- GIVEN TASK -
Copy, word for word, the lines of the records below, starting with the line that contains "of the fruit" and continuing through the end of the records, both ends included.

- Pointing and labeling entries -
━━━
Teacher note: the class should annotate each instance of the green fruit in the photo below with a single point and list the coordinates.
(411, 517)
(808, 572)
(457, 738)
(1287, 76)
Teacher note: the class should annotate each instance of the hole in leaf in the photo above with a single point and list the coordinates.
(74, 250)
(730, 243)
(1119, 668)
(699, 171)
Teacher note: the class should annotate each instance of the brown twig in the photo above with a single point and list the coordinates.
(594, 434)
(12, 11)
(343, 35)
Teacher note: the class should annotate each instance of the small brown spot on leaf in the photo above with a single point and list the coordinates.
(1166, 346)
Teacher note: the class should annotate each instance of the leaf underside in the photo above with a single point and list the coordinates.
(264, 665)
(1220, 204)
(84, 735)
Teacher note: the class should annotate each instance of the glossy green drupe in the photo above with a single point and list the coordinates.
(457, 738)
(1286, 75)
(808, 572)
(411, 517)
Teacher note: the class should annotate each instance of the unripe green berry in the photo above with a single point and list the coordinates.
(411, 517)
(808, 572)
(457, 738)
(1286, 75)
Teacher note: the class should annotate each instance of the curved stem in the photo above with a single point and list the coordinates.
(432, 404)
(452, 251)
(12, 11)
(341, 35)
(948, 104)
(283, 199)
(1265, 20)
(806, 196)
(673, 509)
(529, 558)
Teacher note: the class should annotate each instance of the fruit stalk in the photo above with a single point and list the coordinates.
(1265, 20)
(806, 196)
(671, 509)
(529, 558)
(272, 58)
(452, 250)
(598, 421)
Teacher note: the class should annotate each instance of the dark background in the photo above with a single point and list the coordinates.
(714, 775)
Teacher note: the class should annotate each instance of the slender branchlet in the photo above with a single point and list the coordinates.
━━━
- ANSWER BELOW -
Teacher note: the class should annotate each instance of the fruit stalk in the photo above with a single point and list the coordinates.
(1265, 20)
(806, 196)
(671, 509)
(529, 558)
(272, 58)
(452, 250)
(598, 421)
Teacher note: the class should annotate each instance of the dark background in the photo above with a single point and list the coordinates.
(714, 775)
Teacher note: the class should annotate each instance of the slender branchlet in the photo above with a single point and list the coordinates.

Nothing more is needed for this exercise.